### WHAT YOU SHOULD DO
Give the records back in full, exactly as they read.

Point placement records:

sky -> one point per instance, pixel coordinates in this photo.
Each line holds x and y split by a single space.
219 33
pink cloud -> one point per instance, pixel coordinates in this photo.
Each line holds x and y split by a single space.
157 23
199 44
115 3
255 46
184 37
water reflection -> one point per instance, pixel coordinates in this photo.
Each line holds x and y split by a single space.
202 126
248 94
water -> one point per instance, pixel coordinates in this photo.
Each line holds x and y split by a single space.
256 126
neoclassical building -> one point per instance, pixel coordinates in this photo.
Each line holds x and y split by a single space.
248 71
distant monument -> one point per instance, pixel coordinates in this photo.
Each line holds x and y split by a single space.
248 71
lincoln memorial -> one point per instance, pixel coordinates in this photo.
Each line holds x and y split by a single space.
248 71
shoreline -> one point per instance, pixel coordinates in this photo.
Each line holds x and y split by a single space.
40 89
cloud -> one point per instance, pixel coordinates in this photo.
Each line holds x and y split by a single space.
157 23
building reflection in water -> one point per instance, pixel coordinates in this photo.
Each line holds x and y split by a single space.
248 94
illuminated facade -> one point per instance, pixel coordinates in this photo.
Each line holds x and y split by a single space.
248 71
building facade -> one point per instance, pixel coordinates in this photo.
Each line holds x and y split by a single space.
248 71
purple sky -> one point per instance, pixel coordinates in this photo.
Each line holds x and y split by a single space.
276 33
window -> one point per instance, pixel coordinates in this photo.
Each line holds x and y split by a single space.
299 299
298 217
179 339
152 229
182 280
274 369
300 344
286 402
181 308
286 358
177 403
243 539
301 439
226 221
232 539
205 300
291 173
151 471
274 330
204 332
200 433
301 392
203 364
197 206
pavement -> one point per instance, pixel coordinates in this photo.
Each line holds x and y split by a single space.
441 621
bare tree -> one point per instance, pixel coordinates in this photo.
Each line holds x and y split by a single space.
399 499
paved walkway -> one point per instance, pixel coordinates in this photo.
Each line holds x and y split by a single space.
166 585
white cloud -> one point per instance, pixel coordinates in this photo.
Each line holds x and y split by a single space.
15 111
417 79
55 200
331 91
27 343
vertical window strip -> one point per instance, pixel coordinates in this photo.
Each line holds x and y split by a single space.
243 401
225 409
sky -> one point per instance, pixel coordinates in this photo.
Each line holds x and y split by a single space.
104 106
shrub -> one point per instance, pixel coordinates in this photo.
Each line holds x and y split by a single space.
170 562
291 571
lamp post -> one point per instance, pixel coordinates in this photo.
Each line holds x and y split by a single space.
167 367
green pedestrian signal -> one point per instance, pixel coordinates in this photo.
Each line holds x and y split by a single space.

### RESULT OF THIS EXERCISE
sky -> one point per instance, pixel coordinates in this photo.
Each line holds x and y split by a single space.
219 33
pink cloud -> one point per instance, pixel coordinates in this photo.
Each line holds x and y split by a single space.
157 23
199 44
115 3
255 46
184 37
water reflection -> one point per instance, pixel coordinates in this photo.
Each line holds x and y split by a single space.
202 126
248 94
water -> one point per instance, pixel coordinates in this photo.
Each line holds x and y split by a single space.
256 126
neoclassical building -> one point per instance, pixel coordinates in this photo.
Each line holds x and y split by a single space.
248 71
distant monument -> one point per instance, pixel coordinates in this photo.
Each line holds x and y split by a single space.
248 71
lincoln memorial -> one point per instance, pixel coordinates in this photo.
Each line holds x and y split by a single space.
248 71
shoreline -> one point per instance, pixel coordinates in this photo.
Each line holds x and y split by a single space.
40 89
cloud -> one point per instance, pixel coordinates in this photo.
Each line holds x and y split by a single space.
157 23
building reflection in water -> one point per instance, pixel coordinates in this photo.
Each line holds x and y split by a single space.
248 94
illuminated facade -> one point per instance, pixel coordinates in this photo.
Each line holds x and y split by a single space.
248 71
building facade -> one point per instance, pixel coordinates in this photo.
Each line holds x and y split by a single space.
248 71
purple sky -> one point per instance, pixel coordinates in this photo.
Each line holds x and y split by a single space.
276 33
window -> one point per instance, pixel coordinates in this photo.
Each line holds x and y split by a single space.
299 299
298 217
179 339
152 229
182 280
274 369
300 344
286 402
181 308
286 358
177 403
243 539
301 439
226 221
232 539
205 300
291 173
151 471
274 330
204 332
200 433
301 392
203 364
197 206
pavement -> one point per instance, pixel coordinates in this photo.
Each line holds x and y split by a single space.
441 621
bare tree -> one point per instance, pixel coordinates in this photo.
Each line holds x and y split by a single space.
399 499
paved walkway -> one point per instance, pixel coordinates in this photo.
Each line holds x and y split by a single space.
166 585
white cloud -> one point per instance, pixel coordinates in this photo.
Each line holds x and y split by a single space.
15 111
417 79
55 200
331 91
27 343
vertical window strip -> one point per instance, pixel coordinates in this photo.
Each line holds x and y split by a single space.
243 401
225 409
sky -> one point per instance, pixel coordinates in this photo.
Each line holds x and y split by a single space.
104 106
shrub -> one point per instance, pixel coordinates in this photo.
Each line holds x and y split by a single space.
170 562
291 571
lamp post -> one point per instance, pixel coordinates in this photo.
Each line holds x and y split by a single space.
167 367
green pedestrian signal -> one point per instance, pixel coordinates in this photo.
Each line holds x and y split by a single space.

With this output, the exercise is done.